Votre travail.
1 > Dans le texte sur l'état futur des réprouvés, quelle parole est citée pour exprimer la simple réjection de la présence de Dieu, sans autre image ?
2 > Recopiez sans rien changer le passage du texte sur l'état futur des réprouvés qui commence à «Ailleurs, ce sont» et se termine à «(Mat. XXV, 12.)».

Document source.

================================

Ailleurs, elle use de la comparaison d'un ver qui ne meurt point. (Marc IX, 44.)

Ailleurs, ce sont des coups dont les méchants seront battus, les uns plus, les autres moins. (Luc XII, 47.)

Ailleurs, les ténèbres du dehors (Mat. VII, 12), et des chaînes d'obscurité (Jude 13), où il y aura des pleurs et des grincements de dents (ibid.);

Ailleurs, le méchant boira du vin de la colère de Dieu (Apoc. XIV, 10);

Ailleurs enfin, et sous diverses expressions générales, c'est la simple réjection de la présence de Dieu; sans autre image: «Je ne vous connais pas.» (Mat. XXV, 12.)

Pouvons-nous, d'après ces déclarations, nous faire une idée tant soit peu précise de l'état futur des réprouvés? Évidemment l'intention de l'Écriture est de nous donner celle d'un affreux malheur, d'un malheur irréparable.

Mais quel genre de malheur?
Ce serait être bien futile que de poser cette dernière question par simple curiosité; mais on peut le faire sérieusement.
Dès que nous voulons réellement croire, il faut bien que nous nous fassions une idée quelconque de ce qu'il s'agit de croire: sans cela, tout en nous imaginant avoir la foi sur tel point donné, nous n'aurions que des idées vagues, et faibles à proportion, ou même que des idées fausses, prises à la hâte dans la crainte de pousser l'examen jusqu'à une vaine indiscrétion. Notre recherche est donc la conséquence nécessaire d'une foi sérieuse et respectueuse aux Écritures, lesquelles veulent que nous fassions effort pour les comprendre, autant du moins que la chose est possible.

================================

Données enregistrées.
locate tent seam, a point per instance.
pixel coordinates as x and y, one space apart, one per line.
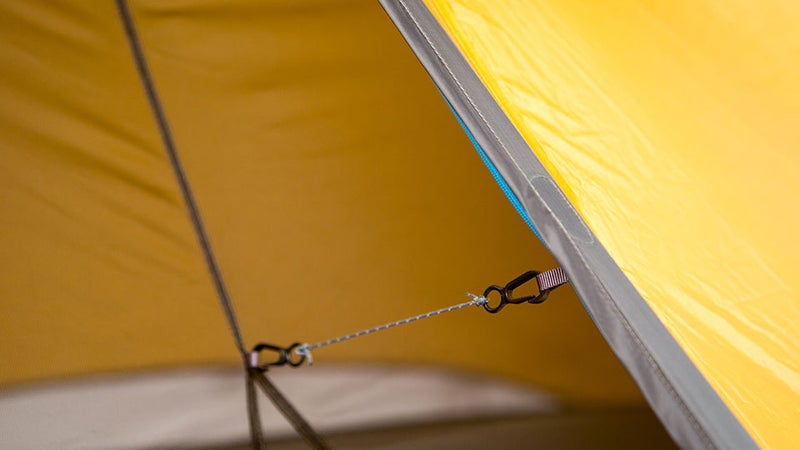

================================

Exercices corrigés.
1 > «Je ne vous connais pas.» (Mat. XXV, 12.)

2 >
Ailleurs, ce sont des coups dont les méchants seront battus, les uns plus, les autres moins. (Luc XII, 47.)

Ailleurs, les ténèbres du dehors (Mat. VII, 12), et des chaînes d'obscurité (Jude 13), où il y aura des pleurs et des grincements de dents (ibid.);

Ailleurs, le méchant boira du vin de la colère de Dieu (Apoc. XIV, 10);

Ailleurs enfin, et sous diverses expressions générales, c'est la simple réjection de la présence de Dieu; sans autre image: «Je ne vous connais pas.» (Mat. XXV, 12.)